Tuesday, September 9, 2014

A place at the Table?


In my article last week, I mentioned that I was reading a book by Simon Wiesenthal, entitled The Sunflower.  His book consists of two parts.  The first is a long story he relates about a troubling experience he had while in a concentration camp during World War II.  Of course, all such experiences surely had to have been "troubling," which is an adjective that falls exponentially short to describe things I cannot begin to understand but that we dare not ever forget.  However, Wiesenthal shares his experience of having been out of the camp one day on a work detail when a hospital nurse called him into the room of a patient that seemed obviously close to death. After bringing him into the room, she nodded toward the patient, and then abruptly left, closing the door on her way out.  He went over and sat in the chair next to the bed.

The patient's face was bandaged, and he had other serious injuries, but he could speak.  He began to do just that, and what came out over the next several hours was a confession.  The man knew he was dying, and he spoke of so many terrible atrocities that he and his SS comrades had committed against Jews.  After an excruciatingly painful litany of his crimes, he concluded his talk with Wiesenthal by saying this:
"I know that what I have told you is terrible.  In the long nights while I have been waiting for death, time and time again I have longed to talk about it to a Jew and beg forgiveness from him.  Only I didn't know whether there were any Jews left... I know that what I am asking is almost too much for you, but without your answer I cannot die in peace."
Wiesenthal then writes:
"Two men who had never known each other had been brought together for a few hours by Fate.  One asks the other for help. But the other was himself helpless and able to do nothing for him... I stood up and looked in his direction... At last I made up my mind and, without a word, I left the room."

★ ★ ★ ★ ★

- _Exercise set_
1 – Rewrite the passage on The Sunflower starting with "Tuesday, September 9, 2014" and going on through "to the bed.", replacing "book" with "volume".
2 – Write the next part of the passage on The Sunflower, picking up after its final sentence.
The data that follows comes from a different source than the passage above.

★ ★ ★ ★ ★

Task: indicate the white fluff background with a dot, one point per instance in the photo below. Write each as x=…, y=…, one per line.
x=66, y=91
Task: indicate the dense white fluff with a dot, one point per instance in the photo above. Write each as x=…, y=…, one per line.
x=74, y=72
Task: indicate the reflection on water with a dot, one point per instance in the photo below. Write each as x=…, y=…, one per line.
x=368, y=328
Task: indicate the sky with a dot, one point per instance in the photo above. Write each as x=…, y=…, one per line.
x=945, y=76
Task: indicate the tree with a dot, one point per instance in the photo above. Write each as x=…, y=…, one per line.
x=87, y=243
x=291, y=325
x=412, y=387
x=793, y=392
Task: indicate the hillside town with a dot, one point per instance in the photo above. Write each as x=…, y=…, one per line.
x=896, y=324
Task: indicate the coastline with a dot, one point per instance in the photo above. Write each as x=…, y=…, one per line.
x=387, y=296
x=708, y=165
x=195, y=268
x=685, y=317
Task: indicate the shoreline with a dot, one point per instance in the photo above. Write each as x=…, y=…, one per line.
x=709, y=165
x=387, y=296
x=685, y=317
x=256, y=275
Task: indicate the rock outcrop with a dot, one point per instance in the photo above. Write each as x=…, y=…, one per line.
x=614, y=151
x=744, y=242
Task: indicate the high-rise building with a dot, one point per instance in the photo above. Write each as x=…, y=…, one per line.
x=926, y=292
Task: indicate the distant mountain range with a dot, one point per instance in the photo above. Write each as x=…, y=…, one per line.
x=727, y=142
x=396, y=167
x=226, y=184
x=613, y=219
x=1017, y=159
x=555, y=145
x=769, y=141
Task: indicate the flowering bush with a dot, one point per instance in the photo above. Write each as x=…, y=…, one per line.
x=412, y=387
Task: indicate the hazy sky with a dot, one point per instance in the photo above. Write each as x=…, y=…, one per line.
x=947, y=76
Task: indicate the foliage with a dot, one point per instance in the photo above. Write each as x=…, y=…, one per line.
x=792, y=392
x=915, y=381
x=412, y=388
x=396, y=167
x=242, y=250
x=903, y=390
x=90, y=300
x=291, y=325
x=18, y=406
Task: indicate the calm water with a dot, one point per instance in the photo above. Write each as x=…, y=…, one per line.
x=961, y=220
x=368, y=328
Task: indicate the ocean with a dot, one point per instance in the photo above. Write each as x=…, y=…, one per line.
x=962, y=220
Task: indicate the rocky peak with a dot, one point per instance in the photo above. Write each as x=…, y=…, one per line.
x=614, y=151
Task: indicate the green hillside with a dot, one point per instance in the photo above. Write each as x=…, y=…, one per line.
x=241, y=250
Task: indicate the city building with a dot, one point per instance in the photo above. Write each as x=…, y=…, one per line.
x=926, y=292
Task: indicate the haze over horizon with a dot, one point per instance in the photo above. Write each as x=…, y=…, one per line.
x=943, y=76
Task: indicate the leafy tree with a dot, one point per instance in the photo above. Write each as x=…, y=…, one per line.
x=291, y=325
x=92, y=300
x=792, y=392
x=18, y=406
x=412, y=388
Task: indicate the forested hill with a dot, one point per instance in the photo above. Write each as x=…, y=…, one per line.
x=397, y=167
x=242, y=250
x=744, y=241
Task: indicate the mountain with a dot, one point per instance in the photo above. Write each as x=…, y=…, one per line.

★ ★ ★ ★ ★

- _Results of the tasks_
1 –
Tuesday, September 9, 2014

A place at the Table?


In my article last week, I mentioned that I was reading a volume by Simon Wiesenthal, entitled The Sunflower.  His volume consists of two parts.  The first is a long story he relates about a troubling experience he had while in a concentration camp during World War II.  Of course, all such experiences surely had to have been "troubling," which is an adjective that falls exponentially short to describe things I cannot begin to understand but that we dare not ever forget.  However, Wiesenthal shares his experience of having been out of the camp one day on a work detail when a hospital nurse called him into the room of a patient that seemed obviously close to death. After bringing him into the room, she nodded toward the patient, and then abruptly left, closing the door on her way out.  He went over and sat in the chair next to the bed.

2 –
The rest of the first part of the book is Wiesenthal's wrestling - both while in the camp and for the remainder of his life - with his refusal to offer words of forgiveness or consolation to the dying SS officer.  The second part of the book contains thoughts of 32 scholars, Jews and Christians alike, who were asked to offer their reflections on the ethical dilemma posed by Wiesenthal.  It is a fascinating, albeit troubling, book.  It cuts to the core of issues of forgiveness, confession, grace, repentance, reconciliation, evil, God.

One author's response, however, struck me in such a way that I am going to be spending some time reflecting and prayerfully meditating on it.  Christopher Hollis was a professor, an intelligence officer in the RAF during World War II, and later a Roman Catholic bishop in England. He ends his brief thoughts about this dilemma by sharing this story:
"According to an old medieval legend, the Apostles assembled together in heaven to recelebrate the Last Supper.  There was one place vacant, until through the door Judas came in, and Christ rose and kissed him and said, 'we have waited for thee.'"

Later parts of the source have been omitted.